(Entries taken from a collection)
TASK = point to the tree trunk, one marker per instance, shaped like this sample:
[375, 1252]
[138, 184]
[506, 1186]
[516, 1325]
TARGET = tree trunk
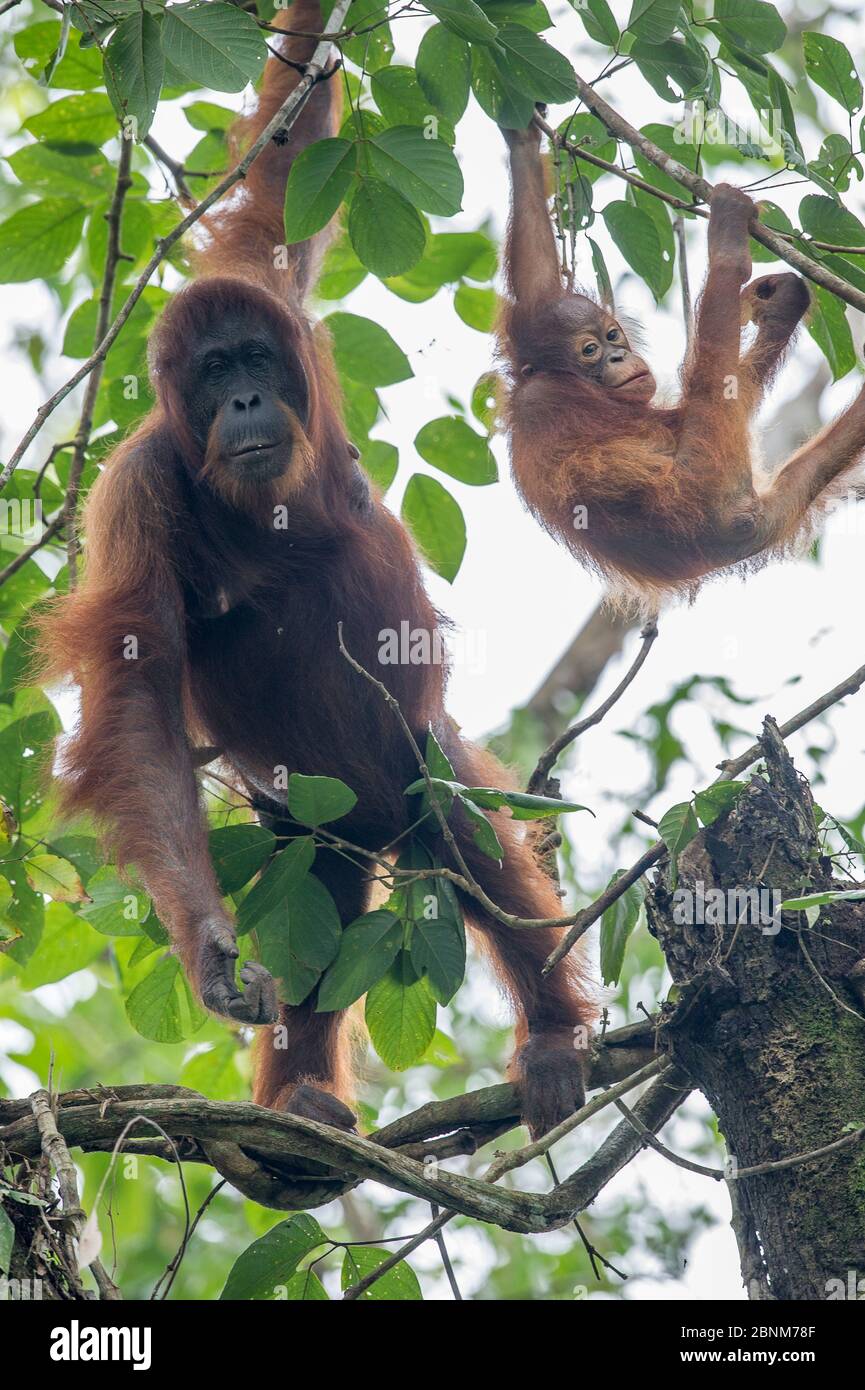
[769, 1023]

*Work task*
Each entry above must come back exactly as written. Drop the images.

*Task result*
TASK = point to the tree trunk, one marker per instance, shaped like this sample:
[375, 1252]
[138, 184]
[506, 1186]
[516, 1325]
TARGET = tree trunk
[769, 1023]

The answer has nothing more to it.